[Source data — start]

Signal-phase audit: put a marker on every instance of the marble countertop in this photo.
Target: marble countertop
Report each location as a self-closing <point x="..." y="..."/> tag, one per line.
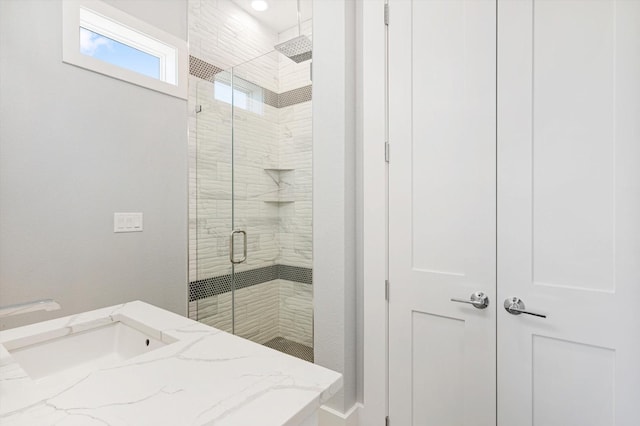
<point x="202" y="376"/>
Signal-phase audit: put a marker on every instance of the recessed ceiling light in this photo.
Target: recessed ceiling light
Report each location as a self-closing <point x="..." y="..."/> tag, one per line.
<point x="259" y="5"/>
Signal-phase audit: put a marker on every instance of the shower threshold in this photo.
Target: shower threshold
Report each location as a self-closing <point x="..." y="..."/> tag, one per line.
<point x="291" y="348"/>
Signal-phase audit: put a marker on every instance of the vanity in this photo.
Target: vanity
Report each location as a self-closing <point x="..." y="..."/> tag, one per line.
<point x="136" y="364"/>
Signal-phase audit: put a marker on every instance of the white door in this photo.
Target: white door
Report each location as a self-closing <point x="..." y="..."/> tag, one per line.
<point x="569" y="212"/>
<point x="442" y="212"/>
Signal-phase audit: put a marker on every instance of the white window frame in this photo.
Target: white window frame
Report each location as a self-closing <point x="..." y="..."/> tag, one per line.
<point x="117" y="25"/>
<point x="253" y="92"/>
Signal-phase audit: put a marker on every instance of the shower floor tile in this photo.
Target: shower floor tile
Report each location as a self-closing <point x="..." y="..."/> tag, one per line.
<point x="291" y="348"/>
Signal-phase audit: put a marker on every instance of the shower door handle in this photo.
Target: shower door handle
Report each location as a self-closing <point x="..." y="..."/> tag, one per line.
<point x="231" y="247"/>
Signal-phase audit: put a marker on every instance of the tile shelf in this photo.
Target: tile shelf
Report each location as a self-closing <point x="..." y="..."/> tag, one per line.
<point x="275" y="174"/>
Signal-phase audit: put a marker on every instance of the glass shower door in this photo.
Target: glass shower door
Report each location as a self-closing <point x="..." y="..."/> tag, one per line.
<point x="255" y="193"/>
<point x="211" y="296"/>
<point x="272" y="203"/>
<point x="254" y="204"/>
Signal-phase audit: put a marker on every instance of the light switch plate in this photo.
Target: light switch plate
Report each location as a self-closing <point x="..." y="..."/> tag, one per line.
<point x="127" y="222"/>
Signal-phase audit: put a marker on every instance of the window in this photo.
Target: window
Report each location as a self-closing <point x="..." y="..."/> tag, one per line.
<point x="104" y="39"/>
<point x="246" y="95"/>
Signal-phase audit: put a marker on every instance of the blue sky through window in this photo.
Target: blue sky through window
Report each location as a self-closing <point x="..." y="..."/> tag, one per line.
<point x="116" y="53"/>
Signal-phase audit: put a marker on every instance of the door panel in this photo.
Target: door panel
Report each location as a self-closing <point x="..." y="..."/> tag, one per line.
<point x="442" y="212"/>
<point x="568" y="209"/>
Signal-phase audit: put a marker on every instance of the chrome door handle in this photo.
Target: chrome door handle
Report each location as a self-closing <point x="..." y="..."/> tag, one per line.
<point x="515" y="306"/>
<point x="477" y="299"/>
<point x="231" y="247"/>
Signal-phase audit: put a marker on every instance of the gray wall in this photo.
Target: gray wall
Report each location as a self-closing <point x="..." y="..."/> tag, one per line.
<point x="334" y="194"/>
<point x="75" y="147"/>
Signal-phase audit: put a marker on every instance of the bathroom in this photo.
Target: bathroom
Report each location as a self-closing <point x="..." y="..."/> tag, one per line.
<point x="77" y="146"/>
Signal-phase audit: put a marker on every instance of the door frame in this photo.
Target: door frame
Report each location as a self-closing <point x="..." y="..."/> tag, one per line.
<point x="371" y="136"/>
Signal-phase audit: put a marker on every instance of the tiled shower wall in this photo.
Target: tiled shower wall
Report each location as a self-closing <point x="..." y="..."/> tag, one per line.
<point x="222" y="35"/>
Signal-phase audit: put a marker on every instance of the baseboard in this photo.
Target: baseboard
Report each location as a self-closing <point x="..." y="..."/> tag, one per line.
<point x="330" y="417"/>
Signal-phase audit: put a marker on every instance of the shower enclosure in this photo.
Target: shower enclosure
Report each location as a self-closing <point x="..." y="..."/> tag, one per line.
<point x="254" y="204"/>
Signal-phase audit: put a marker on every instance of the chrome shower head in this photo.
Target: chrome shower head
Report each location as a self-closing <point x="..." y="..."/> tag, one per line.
<point x="297" y="49"/>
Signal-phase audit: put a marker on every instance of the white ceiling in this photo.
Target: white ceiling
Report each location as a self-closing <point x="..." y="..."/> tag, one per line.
<point x="281" y="14"/>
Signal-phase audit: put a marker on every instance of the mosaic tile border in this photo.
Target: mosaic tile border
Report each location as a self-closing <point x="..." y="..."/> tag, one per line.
<point x="214" y="286"/>
<point x="206" y="71"/>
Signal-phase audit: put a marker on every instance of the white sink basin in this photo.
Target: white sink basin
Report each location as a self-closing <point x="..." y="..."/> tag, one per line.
<point x="84" y="350"/>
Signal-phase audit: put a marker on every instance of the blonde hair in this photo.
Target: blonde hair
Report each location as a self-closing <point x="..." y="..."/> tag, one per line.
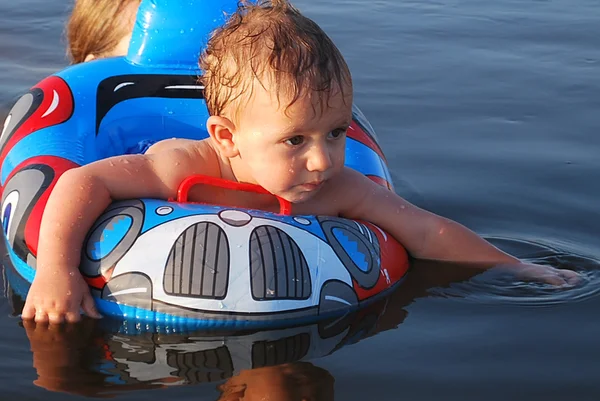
<point x="271" y="41"/>
<point x="95" y="27"/>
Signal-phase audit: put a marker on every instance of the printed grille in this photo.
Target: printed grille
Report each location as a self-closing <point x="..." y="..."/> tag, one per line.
<point x="202" y="366"/>
<point x="284" y="350"/>
<point x="198" y="264"/>
<point x="278" y="267"/>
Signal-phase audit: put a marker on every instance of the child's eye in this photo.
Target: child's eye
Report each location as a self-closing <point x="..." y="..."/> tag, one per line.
<point x="337" y="133"/>
<point x="295" y="140"/>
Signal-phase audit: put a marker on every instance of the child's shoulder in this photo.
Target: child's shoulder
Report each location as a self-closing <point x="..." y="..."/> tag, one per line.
<point x="185" y="156"/>
<point x="179" y="144"/>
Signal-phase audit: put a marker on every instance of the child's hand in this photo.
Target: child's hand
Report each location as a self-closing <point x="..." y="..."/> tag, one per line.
<point x="545" y="274"/>
<point x="56" y="297"/>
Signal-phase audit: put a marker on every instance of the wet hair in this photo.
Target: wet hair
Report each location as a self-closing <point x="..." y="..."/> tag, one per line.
<point x="96" y="27"/>
<point x="271" y="43"/>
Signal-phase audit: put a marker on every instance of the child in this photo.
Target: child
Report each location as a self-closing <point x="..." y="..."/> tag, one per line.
<point x="279" y="95"/>
<point x="100" y="28"/>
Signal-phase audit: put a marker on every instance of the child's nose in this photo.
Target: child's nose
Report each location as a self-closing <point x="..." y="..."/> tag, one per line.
<point x="319" y="158"/>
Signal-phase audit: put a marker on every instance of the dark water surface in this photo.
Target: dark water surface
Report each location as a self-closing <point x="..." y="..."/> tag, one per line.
<point x="488" y="113"/>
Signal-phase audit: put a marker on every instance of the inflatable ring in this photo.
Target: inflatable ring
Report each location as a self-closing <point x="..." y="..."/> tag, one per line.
<point x="173" y="262"/>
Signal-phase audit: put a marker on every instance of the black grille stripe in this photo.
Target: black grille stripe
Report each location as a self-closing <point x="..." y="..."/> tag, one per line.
<point x="278" y="267"/>
<point x="198" y="265"/>
<point x="202" y="366"/>
<point x="284" y="350"/>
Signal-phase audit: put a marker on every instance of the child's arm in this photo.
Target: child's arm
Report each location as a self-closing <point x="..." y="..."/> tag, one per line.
<point x="78" y="199"/>
<point x="429" y="236"/>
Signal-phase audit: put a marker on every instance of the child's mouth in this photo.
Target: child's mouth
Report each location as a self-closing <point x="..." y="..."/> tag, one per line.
<point x="312" y="186"/>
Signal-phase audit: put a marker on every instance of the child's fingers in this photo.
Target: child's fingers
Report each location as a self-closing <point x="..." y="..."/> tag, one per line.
<point x="72" y="317"/>
<point x="89" y="306"/>
<point x="55" y="318"/>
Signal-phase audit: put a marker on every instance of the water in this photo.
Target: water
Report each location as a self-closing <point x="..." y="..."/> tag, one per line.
<point x="487" y="112"/>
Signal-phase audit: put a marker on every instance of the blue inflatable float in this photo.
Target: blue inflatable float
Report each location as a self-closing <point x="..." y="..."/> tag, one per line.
<point x="172" y="262"/>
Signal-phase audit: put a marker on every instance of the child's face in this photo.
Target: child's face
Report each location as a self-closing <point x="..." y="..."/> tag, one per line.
<point x="292" y="151"/>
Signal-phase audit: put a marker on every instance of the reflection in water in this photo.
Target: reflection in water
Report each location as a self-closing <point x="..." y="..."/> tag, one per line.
<point x="496" y="286"/>
<point x="100" y="358"/>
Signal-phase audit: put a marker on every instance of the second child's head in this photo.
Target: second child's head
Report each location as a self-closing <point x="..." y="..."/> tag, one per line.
<point x="280" y="98"/>
<point x="100" y="28"/>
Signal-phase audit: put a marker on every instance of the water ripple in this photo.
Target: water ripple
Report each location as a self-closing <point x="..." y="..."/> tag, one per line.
<point x="499" y="287"/>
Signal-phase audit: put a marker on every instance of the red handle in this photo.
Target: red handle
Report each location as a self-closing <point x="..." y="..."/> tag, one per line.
<point x="285" y="207"/>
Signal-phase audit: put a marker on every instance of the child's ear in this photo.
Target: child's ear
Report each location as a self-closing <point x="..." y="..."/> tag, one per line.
<point x="221" y="130"/>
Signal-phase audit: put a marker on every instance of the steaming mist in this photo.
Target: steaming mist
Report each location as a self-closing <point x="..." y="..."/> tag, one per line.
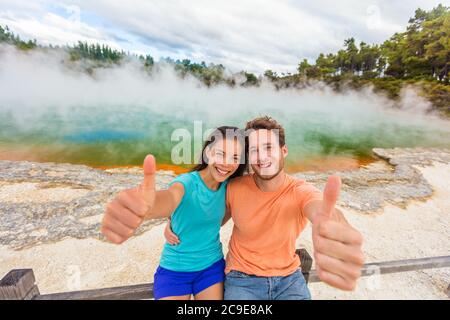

[Source data — finish]

▶ **Your objective**:
Working from the material above, retype exactly the lines from the one with "Signal-phase audit: put a marker on every instance of the wet" through the one with "fingers in this photo.", both included, and only those lines.

▶ **Result of the task**:
Signal-phase audit: put a marker on every instance of the wet hair in this photo.
Target: wet hair
Report each location as a self-closing <point x="..." y="..."/> tag, one per line.
<point x="96" y="27"/>
<point x="271" y="43"/>
Signal-phase audit: put a marker on every instance of the child in this photo.
Target: child
Report each location as a self-closing <point x="..." y="..."/> tag, one per line.
<point x="279" y="95"/>
<point x="100" y="28"/>
Signal-phase audit: put a marker on every instance of the child's nose in this photo.
Target: child's nose
Report each location as a self-closing <point x="..." y="..."/> tag, one per line.
<point x="319" y="158"/>
Signal-phase audit: put a marker on every instance of the dark water surface in this photo.
Target: dark water surface
Report each location as a self-closing <point x="..." y="..."/> tag, one per line.
<point x="488" y="113"/>
Signal-phase audit: put a marker on every instance of the inflatable ring in this photo.
Target: inflatable ring
Report each location as a self-closing <point x="..." y="..."/> tag, one per line.
<point x="173" y="262"/>
Signal-phase audit: put a marker on every instance of the black grille stripe in this photo.
Target: black grille stripe
Report each location as a self-closing <point x="..." y="..."/> tag, one per line.
<point x="278" y="267"/>
<point x="198" y="265"/>
<point x="202" y="366"/>
<point x="284" y="350"/>
Signal-phase audit: put a marker on every instance of the child's arm in this photo.
Target: child's arm
Report each location as a self-closing <point x="..." y="..."/> tag, one per line.
<point x="78" y="199"/>
<point x="429" y="236"/>
Signal-phase audit: put a marker on every instance of the child's mouth in this photo.
Target: child's mouth
Report each location as a self-closing <point x="..." y="..."/> tag, one per line.
<point x="312" y="186"/>
Signal-phase audit: put a marker on every instance of the child's fingers in this photo.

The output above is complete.